| Given data |
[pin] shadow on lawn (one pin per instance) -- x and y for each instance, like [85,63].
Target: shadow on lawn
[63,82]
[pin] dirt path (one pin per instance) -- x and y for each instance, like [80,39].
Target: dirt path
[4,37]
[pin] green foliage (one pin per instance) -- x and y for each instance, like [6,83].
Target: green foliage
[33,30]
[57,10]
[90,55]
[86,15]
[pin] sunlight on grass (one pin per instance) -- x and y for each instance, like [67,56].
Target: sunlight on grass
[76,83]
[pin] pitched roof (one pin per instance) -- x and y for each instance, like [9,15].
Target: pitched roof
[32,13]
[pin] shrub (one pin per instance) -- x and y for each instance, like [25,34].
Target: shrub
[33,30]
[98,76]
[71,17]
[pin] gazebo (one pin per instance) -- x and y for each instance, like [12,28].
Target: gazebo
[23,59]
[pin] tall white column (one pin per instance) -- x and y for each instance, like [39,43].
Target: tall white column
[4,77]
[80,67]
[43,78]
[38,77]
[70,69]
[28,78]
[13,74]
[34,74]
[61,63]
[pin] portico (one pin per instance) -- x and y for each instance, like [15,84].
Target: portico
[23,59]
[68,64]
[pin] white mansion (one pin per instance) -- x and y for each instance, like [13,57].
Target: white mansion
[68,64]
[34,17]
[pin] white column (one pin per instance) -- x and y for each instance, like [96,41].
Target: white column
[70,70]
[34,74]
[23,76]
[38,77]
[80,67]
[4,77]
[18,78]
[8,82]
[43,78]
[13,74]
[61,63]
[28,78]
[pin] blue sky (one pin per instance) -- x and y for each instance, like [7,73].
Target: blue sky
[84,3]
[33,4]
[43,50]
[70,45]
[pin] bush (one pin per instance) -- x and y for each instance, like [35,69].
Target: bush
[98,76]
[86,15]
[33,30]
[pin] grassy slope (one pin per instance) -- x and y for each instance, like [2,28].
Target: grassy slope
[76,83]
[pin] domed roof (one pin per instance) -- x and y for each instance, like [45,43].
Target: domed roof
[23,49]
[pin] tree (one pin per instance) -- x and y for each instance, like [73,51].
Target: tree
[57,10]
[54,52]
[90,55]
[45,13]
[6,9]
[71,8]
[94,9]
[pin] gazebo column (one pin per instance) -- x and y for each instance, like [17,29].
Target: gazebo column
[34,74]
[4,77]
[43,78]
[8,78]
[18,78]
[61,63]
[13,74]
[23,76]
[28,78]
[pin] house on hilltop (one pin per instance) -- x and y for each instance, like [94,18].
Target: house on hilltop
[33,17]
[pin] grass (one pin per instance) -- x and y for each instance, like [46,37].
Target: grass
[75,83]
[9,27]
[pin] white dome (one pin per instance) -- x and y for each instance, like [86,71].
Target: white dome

| Task item |
In the entries above, find the line holding "Target: pitched roof" and the line holding "[pin] white dome"; print both of them and every line between, exactly, and nothing else.

| Answer space |
Target: pitched roof
[32,13]
[pin] shrub (one pin per instance) -- x and y for each instance, like [25,34].
Target: shrub
[33,30]
[98,76]
[71,17]
[pin] gazebo (one pin per instance) -- x and y for each instance, like [12,28].
Target: gazebo
[23,59]
[pin] tall white column (one pin per instance) -- x and y for each instance, like [39,43].
Target: tall white column
[4,77]
[80,67]
[43,78]
[38,77]
[70,69]
[28,78]
[13,74]
[34,74]
[61,63]
[pin] portico (one pin per instance) -- x and y for each instance, like [15,84].
Target: portico
[23,59]
[68,64]
[pin] white mansion (one pin per instance) -- x and y for each instance, like [13,57].
Target: white mansion
[68,64]
[34,17]
[pin] white column (one pin per instance) -- x and y for each instance, like [96,41].
Target: white column
[70,70]
[34,74]
[23,76]
[38,77]
[80,67]
[4,77]
[18,78]
[8,82]
[43,78]
[13,74]
[61,63]
[28,78]
[pin] blue sky (one pin per instance) -- x and y for each instance, like [7,73].
Target: blue sky
[84,3]
[33,4]
[43,50]
[70,45]
[pin] bush (one pin per instance) -- x and y for each instance, like [35,69].
Target: bush
[98,76]
[86,15]
[33,30]
[pin] grassy slope (one pin per instance) -- x and y for each instance, like [2,28].
Target: grassy slope
[76,83]
[pin] domed roof (one pin per instance) -- x and y for each instance, like [45,43].
Target: domed roof
[23,49]
[pin] tree (one pin per instance) -- x and y for each instance, like [73,51].
Target: tree
[57,10]
[54,52]
[90,55]
[45,13]
[6,9]
[71,8]
[94,9]
[pin] gazebo column (one pin per instance) -- x and y for each instance, like [17,29].
Target: gazebo column
[34,74]
[4,77]
[43,78]
[8,78]
[18,78]
[61,63]
[13,74]
[23,76]
[28,78]
[pin] house on hilltop (one pin per instance) -- x and y for each instance, like [94,18].
Target: house on hilltop
[33,17]
[pin] grass (one pin per instance) -- x and y for each instance, like [46,37].
Target: grass
[75,83]
[9,27]
[pin] white dome (one pin per instance) -- x and y for each instance, like [86,71].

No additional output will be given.